**Set tasks**
(a) Using the forum thread below about a Briggs and Stratton mower that won't start, answer these:
(i) Which two parts did crissandy say had already been changed?
(ii) Before trying to start the engine, what did pat mcgroin say to lay on it?
(iii) What name did SABL give to the part that moves the valves?
(b) Can you resume the forum thread below about the Briggs and Stratton mower that won't start, carrying on after its final post?

# Help with my briggs and stratton 35 classic



## crissandy (Jul 27, 2009)

I have a briggs&stratton mower. It iss an older machine but she is not strating up. I changed the carburators and I changed the spark plug but she dont wanna start.The vaalves are new and the piston and the piston rings ar beutiful. I think there is from this thing that moving the valves. Can anyone help me with a service manual or somthing to fix this problem. Sorry for my english.


----------



## pat mcgroin (May 1, 2009)

Pull out the plug and put the wire back on.
Then lay the plug on the engine and try to start.
Do you see a spark?


----------



## crissandy (Jul 27, 2009)

yes i have a spark and is strong enough i think. the man who give me the mower say's she has a problem by the distribution.also i think he valves and the other what move the valve. He say's the valve are new and it is true but the man dosent now to change the valve and he oppened up the complete motor.Thanks for you reply and again sorry for my bad english. I ope you understand me. Thanks again,I hope i can solve the problem ith your help.


----------



## SABL (Jul 4, 2008)

Could be bad news now that the engine has been taken apart. You mentioned "the part that moves the valves"...... known as the camshaft. All parts in the engine MUST be in the proper position at the proper time or it will not run. If camshaft timing is not correct the engine will not start.... same goes for ignition timing.

**Entries supplied**
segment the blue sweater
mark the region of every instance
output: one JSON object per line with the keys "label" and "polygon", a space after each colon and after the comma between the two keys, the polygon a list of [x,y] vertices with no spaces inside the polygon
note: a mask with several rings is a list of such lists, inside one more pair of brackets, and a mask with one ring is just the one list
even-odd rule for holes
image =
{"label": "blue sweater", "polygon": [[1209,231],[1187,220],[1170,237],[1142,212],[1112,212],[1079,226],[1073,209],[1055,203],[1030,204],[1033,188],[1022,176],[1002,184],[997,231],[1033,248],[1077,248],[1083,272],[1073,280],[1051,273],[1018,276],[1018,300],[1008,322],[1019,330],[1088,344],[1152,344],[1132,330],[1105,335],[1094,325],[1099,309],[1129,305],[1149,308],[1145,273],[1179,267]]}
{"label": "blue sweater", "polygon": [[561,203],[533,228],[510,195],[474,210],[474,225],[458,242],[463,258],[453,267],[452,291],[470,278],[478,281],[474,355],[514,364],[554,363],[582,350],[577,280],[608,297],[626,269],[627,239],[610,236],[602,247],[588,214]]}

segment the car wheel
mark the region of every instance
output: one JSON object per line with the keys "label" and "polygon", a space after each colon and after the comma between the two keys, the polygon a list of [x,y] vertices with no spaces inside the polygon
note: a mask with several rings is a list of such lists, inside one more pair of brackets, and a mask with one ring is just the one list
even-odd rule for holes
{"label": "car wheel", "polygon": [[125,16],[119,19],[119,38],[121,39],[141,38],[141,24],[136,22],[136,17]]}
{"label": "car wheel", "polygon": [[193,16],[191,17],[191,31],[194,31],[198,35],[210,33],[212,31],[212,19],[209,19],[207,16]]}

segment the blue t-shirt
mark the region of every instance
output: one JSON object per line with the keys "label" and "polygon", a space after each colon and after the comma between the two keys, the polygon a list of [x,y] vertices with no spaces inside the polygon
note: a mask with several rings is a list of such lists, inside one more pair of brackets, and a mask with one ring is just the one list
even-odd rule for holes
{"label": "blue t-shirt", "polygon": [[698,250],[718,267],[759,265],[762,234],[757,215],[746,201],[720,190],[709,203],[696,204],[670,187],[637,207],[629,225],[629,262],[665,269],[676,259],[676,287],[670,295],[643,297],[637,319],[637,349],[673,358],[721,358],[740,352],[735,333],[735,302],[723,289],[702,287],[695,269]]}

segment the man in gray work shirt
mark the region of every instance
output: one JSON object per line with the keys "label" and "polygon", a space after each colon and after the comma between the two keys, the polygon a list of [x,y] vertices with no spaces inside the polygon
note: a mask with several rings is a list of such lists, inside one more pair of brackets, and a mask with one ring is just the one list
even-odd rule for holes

**Results for each task**
(a)
(i) The carburetor and the spark plug.
(ii) The spark plug, pulled out with its wire put back on.
(iii) The camshaft.

(b)
See if you can find some info here:

http://www.smallenginesuppliers.com/html/engine-specs/briggs-engine-specs.html

Many times when a small engine fails to start, if it is not the "pick up assembly" or spark-plug, it is the "shear key" which keeps the ignition in "time". The shear key is just what the name implies.... if the blade/s strike a solid object, the key shears to protect the engine. The part is very small and very cheap. It is located under the recoil starter and in the "key-way" of the upper part of the crankshaft where the "flywheel" is mounted.

Your problem was more than likely very small in the beginning but has turned "major" due to the fact that the engine was taken apart. Unless you have a known internal failure, it is foolish to take any engine apart. Trouble-shooting and close observation will dictate when an engine will need a "tear-down".... 

Good luck, and I hope the link can provide the info You need.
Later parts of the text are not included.